> DESCRIPTION OF THE TASK
Please copy all of the data below line for line without changing anything, and leave the pictures out of your copy.

> RECORDS
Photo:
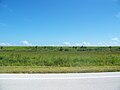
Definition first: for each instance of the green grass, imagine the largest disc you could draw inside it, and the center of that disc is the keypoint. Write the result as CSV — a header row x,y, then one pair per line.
x,y
44,59
39,69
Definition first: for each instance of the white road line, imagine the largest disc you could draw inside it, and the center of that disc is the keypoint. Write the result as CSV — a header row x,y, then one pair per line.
x,y
62,78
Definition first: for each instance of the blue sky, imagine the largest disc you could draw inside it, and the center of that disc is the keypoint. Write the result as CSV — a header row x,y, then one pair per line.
x,y
60,22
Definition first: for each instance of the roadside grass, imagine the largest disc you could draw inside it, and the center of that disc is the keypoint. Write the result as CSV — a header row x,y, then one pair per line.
x,y
39,69
59,59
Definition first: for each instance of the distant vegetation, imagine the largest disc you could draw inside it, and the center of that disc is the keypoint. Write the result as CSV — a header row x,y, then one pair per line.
x,y
48,59
73,56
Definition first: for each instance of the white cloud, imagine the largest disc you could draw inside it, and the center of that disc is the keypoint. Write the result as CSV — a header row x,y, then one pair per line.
x,y
85,43
25,43
67,43
5,44
115,39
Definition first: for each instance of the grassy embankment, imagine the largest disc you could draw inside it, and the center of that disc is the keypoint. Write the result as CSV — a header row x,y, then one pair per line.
x,y
59,59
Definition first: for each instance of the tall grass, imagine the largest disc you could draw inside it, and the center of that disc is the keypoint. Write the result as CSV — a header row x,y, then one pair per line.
x,y
55,56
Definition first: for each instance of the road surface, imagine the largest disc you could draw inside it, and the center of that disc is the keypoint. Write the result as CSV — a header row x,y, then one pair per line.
x,y
70,81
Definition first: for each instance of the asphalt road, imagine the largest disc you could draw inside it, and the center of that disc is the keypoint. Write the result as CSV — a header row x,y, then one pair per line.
x,y
74,81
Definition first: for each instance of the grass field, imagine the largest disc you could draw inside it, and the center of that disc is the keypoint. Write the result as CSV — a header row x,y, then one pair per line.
x,y
48,59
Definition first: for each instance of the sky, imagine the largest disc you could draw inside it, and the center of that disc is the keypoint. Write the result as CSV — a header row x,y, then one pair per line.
x,y
60,22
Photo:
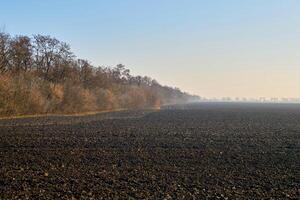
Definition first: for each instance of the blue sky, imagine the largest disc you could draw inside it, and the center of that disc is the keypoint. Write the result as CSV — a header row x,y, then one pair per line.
x,y
213,48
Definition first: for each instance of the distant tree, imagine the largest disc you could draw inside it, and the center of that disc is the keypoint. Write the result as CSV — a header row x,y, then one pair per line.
x,y
21,54
4,51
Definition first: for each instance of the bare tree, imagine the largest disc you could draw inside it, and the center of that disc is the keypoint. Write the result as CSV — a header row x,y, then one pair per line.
x,y
21,52
4,51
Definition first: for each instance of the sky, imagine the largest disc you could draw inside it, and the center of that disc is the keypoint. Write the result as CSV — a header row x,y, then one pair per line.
x,y
215,48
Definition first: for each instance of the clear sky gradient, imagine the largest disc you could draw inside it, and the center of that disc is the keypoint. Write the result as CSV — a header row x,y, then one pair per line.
x,y
213,48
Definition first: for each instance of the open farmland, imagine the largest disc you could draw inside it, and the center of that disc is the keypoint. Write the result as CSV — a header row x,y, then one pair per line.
x,y
208,150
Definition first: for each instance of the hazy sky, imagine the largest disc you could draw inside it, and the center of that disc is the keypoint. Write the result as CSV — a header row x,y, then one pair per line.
x,y
213,48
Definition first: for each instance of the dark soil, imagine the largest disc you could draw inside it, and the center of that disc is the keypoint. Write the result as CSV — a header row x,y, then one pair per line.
x,y
224,151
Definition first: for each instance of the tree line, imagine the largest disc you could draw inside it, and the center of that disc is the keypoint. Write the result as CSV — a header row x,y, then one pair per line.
x,y
40,74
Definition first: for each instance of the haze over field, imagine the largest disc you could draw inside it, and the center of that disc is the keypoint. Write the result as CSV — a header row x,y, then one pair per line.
x,y
211,48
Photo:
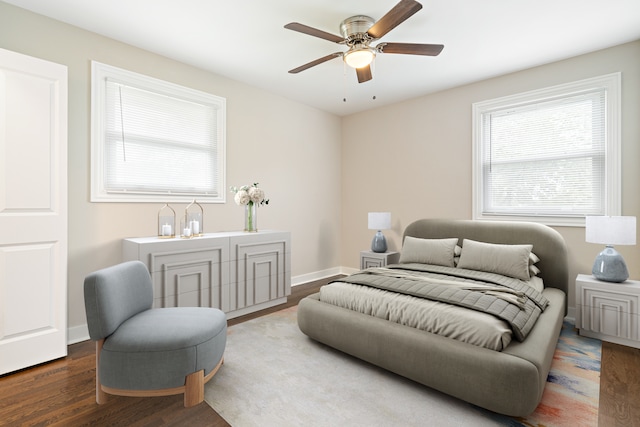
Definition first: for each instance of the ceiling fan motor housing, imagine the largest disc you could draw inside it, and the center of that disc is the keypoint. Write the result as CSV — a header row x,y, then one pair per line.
x,y
354,30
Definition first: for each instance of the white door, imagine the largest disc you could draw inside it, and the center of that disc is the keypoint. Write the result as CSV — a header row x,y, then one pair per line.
x,y
33,211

> THE SOLUTION
Photo:
Definition first: for each instance of the green grass, imagine the largest disc you could draw inside it, and the center of that disc is the keypoint. Write the result as CSV — a header row x,y, then one pair per line.
x,y
44,59
39,69
Definition first: for each instance of the white road line, imagine the largest disc you could draw inside it, and the center of that disc is the keypoint. Write the result as CSV — a header row x,y, then one pair per line.
x,y
62,78
Definition first: for each instance of the blue sky, imagine the largest disc you could draw inside it, and the center of that disc is the keypoint. Write the result as CSV — a header row x,y, then one pair per line.
x,y
60,22
Definition first: for each instance of the roadside grass, imagine the largest disc you could draw inside it, and the center of that disc is the keypoint. Write the result as CSV — a header row x,y, then one pair per line.
x,y
39,69
59,59
Definition first: for each instance of the distant vegetation, imagine the largest disc you could draw inside it, and the center of that disc is the keypoint. Write the result as CSV — a header row x,y, then one pair per line.
x,y
48,59
73,56
Definition first: for each instance of the white cloud, imagine the largest disc you could draw inside it, and the center of that disc is the keypoint. Write the result as CSV — a header row x,y, then one pair per line.
x,y
85,43
25,43
67,43
5,44
115,39
Definition first: for each instance of the grassy embankment, imagine the largest disc you could draw inside it, and the center of that disc is the keypoint. Write the result as CSV — a header row x,y, then one pair per line.
x,y
59,59
Definition first: for each instance of the tall grass, imagine the largest disc you could draw inside it, and the center of that disc is the keypoint. Write the result as CSV — a header row x,y, then one pair per line.
x,y
55,56
Definition first: for each instance of the road surface, imagine the largest disc you could draw inside it, and the center of that disc is the keypoint. Write the result as CSV — a header row x,y, then one pair per line.
x,y
70,81
Definition first: for each instance of the asphalt road, imagine the largest disc you could draw inside it, and the center of that disc is the keypoint. Write the result as CSV — a header row x,y, then one pair per line.
x,y
74,81
Definition first: for each instance of the grass field, imagine the largest disc you could draw inside it, and the center of that disc is the keypoint. Write the result as CSV — a header row x,y, then one pair per line.
x,y
48,59
Definition first: for each instance of the sky, imagine the largest disc you could draw inside it, and the center of that disc is the keypoint. Write the result as CSV — a header row x,y, then one pair per line.
x,y
60,22
Photo:
Definition first: for each instance of the blue sky, imagine the largest disc you could draw inside it, and the center of that disc is the keypoint. Write the result as CSV — a header row x,y, then one pair per line.
x,y
213,48
Definition first: for each instance of the distant tree, imagine the largest disc you could draw inside it, and the center of that disc is the keypoint. Write the result as CSV — a header row x,y, then one pair per line.
x,y
21,54
4,51
Definition first: for each instance of the bare tree, imagine the largest disc you could draw inside it, and the center of that disc is the keypoint. Write the result as CSV — a header row x,y, then one pair per line.
x,y
21,52
4,51
Definition first: for each instance of the sky, imagine the largest disc you could draw inside it, and the center of that disc is the keypoint. Write the result as CSV — a header row x,y, then one pair per line.
x,y
215,48
Definition first: for each instance of the clear sky gradient, imagine the largest disc you could draw inside it, and the center of that disc is the keypoint. Write the result as CSV — a header row x,y, then one pair per line.
x,y
213,48
Definition first: for each instance of the open farmland, imagine the largest disc you could draw inside it, and the center of that disc is the keypoint. Write the result as CSV — a header row x,y, then one pair per line.
x,y
208,150
Definition first: for each instance of the hazy sky, imagine the largest disc you could draw inside it, and the center of that disc is the keypoint. Write the result as CSV — a header row x,y, then one pair per line.
x,y
213,48
Definition first: for each instance of the dark soil, imagine the largest disc you could draw inside it, and the center of that disc is the keypoint. Write the result as CSV — a header row x,y, then one pair per line.
x,y
224,151
Definition first: for each instance of the tree line, imagine the largest disc you could draw inside it, and the center of that disc is the keypoint. Write the result as CSV — a header row x,y, then one pair per line.
x,y
40,74
Definition first: for each instance of the haze over field, imagine the largest disc you could draw inside it, and the center of that disc is the keypoint. Write the result as CSV — a header row x,y, then one pair per line.
x,y
211,48
Photo:
Definition first: for each instance of the ceiling fan motor housing, imagine the largest disc you could draw inside it, and the center of that disc is the keypoint. Write the result as CSV — a header row x,y, then one pair per line.
x,y
354,30
Definition first: for each instance of the white door, imagine the largest disc you could draw inside it, and the center of that disc is the keypoint. Write the result as CSV — a header row x,y, then one pair per line.
x,y
33,211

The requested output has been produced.